* Your instructions: With the string "hanging" as the filter, copy each matching line from the records.

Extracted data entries
###

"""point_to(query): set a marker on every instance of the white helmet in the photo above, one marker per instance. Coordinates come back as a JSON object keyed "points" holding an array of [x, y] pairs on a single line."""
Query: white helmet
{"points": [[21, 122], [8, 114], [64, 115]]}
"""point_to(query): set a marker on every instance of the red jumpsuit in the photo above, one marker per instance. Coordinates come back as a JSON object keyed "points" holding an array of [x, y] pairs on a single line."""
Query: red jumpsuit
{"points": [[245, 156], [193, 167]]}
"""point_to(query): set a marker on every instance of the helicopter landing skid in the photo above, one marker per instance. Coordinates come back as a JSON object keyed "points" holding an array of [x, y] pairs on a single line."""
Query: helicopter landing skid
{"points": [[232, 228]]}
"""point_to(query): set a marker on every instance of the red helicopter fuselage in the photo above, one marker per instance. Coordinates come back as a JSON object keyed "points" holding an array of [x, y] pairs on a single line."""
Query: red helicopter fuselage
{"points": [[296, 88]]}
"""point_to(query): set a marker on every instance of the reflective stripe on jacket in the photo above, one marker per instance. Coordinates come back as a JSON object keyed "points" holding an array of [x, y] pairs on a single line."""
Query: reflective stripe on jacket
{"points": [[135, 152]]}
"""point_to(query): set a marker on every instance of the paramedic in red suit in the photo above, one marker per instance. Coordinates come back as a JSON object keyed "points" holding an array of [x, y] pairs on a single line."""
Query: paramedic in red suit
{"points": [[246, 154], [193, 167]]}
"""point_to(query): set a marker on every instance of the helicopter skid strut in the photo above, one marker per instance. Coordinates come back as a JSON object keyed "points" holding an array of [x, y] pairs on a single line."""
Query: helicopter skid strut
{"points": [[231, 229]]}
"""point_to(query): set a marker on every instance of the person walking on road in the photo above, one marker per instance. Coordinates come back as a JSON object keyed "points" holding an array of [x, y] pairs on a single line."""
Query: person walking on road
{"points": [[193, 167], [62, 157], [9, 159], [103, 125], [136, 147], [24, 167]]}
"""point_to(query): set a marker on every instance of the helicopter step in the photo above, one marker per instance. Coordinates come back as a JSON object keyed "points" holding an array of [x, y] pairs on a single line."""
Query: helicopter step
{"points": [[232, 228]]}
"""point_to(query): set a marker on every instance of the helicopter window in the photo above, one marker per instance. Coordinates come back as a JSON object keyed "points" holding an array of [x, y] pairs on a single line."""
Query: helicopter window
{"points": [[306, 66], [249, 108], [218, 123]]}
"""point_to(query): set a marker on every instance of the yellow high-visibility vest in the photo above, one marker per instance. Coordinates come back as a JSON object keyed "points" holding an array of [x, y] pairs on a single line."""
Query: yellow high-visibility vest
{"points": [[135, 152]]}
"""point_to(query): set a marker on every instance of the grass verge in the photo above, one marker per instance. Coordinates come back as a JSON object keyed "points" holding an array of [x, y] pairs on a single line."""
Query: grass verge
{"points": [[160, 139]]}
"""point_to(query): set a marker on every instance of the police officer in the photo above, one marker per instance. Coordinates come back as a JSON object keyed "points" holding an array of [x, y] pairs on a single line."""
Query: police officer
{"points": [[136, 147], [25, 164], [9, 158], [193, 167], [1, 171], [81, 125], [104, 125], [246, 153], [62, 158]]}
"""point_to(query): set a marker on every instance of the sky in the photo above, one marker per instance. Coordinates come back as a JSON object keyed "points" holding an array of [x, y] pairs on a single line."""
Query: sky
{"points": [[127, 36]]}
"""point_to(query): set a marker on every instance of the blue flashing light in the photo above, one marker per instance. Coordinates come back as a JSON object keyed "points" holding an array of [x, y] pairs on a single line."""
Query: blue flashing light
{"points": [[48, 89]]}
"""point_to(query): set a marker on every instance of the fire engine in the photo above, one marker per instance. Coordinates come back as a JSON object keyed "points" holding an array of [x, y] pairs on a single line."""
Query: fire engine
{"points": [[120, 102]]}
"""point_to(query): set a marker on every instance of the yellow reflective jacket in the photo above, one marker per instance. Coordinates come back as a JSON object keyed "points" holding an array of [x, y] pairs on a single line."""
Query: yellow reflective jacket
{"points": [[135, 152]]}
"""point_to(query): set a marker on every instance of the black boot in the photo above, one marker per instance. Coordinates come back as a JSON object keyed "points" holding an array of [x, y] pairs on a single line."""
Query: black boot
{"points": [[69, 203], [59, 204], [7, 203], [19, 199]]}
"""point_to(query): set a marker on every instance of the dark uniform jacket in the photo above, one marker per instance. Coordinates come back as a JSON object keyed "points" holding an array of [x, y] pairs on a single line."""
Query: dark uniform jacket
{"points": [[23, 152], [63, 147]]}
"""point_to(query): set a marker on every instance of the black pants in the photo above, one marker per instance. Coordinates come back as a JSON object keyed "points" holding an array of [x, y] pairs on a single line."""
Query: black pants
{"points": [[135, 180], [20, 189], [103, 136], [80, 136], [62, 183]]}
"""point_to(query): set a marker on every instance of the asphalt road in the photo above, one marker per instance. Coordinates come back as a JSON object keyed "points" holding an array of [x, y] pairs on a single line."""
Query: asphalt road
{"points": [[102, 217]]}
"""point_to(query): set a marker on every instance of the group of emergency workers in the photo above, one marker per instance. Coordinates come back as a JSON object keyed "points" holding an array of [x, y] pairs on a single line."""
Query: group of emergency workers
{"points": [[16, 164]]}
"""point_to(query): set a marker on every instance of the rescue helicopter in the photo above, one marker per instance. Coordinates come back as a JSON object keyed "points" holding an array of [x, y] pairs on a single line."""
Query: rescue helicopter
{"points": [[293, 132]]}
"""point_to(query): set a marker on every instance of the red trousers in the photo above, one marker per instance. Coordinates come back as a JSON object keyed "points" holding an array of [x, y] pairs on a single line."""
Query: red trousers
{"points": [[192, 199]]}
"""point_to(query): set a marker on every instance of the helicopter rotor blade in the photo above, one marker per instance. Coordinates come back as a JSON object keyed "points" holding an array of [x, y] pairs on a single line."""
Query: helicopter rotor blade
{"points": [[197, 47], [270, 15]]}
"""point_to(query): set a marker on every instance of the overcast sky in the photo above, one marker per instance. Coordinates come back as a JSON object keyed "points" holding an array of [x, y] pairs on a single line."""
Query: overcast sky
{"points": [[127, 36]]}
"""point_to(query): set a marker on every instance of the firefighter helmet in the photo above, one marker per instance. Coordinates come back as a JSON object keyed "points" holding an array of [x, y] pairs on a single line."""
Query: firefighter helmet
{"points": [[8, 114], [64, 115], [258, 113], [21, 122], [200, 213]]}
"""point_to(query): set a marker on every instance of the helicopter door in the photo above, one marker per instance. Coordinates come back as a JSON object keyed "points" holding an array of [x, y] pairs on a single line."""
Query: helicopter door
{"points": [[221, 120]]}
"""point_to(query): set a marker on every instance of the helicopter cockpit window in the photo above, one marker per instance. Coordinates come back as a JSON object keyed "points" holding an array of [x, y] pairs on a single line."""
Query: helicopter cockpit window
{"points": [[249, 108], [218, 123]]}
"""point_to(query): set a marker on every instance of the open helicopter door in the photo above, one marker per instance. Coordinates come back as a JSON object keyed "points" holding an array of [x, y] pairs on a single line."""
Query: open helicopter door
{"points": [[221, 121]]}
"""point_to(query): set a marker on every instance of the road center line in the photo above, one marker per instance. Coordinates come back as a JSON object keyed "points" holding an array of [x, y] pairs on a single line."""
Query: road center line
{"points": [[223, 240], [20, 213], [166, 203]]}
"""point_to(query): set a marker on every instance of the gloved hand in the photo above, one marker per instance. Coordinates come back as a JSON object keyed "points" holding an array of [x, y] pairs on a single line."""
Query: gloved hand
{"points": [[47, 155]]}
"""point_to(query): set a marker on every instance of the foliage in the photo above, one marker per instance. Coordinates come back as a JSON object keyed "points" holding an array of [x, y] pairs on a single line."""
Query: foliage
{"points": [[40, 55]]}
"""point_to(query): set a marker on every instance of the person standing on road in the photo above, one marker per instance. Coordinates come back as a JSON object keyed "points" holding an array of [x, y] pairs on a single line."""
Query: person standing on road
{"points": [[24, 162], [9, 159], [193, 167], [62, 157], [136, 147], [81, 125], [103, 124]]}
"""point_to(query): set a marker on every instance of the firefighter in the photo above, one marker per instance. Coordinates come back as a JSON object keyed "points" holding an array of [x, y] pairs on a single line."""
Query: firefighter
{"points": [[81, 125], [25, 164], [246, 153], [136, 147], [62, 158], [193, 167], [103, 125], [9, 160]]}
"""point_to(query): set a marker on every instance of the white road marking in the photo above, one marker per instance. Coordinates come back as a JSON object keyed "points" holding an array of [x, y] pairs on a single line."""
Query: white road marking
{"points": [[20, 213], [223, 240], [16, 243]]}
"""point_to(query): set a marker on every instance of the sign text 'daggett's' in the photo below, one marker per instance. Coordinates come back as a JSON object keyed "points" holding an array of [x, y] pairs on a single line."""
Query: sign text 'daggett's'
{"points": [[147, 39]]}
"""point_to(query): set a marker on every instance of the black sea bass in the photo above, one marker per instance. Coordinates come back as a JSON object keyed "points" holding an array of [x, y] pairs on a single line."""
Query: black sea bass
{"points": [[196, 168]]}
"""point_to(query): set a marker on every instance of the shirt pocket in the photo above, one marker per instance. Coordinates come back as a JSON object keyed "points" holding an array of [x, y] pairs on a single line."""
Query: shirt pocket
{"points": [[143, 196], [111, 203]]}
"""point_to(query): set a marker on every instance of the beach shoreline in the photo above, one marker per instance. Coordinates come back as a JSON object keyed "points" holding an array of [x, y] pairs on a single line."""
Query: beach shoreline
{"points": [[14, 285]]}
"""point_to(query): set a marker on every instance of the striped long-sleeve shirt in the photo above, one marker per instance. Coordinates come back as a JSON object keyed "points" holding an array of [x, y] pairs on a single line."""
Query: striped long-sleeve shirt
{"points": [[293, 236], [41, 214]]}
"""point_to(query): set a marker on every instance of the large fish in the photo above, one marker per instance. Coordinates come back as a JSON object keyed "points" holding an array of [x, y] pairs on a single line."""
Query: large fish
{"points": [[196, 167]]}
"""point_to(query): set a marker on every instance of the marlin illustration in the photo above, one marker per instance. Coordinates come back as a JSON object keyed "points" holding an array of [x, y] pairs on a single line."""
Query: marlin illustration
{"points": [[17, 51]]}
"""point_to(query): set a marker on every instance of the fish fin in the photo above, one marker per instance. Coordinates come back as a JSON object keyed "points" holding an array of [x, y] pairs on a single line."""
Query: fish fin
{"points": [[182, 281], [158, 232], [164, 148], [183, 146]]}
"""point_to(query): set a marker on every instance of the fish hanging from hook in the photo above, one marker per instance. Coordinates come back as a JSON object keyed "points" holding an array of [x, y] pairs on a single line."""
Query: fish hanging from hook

###

* Written reply:
"""point_to(query): set a marker on every instance of the fish hanging from hook in the photo above, one marker per instance. Coordinates come back as a JSON object keyed "points" holding an array of [x, y] pairs on a single line."""
Query: fish hanging from hook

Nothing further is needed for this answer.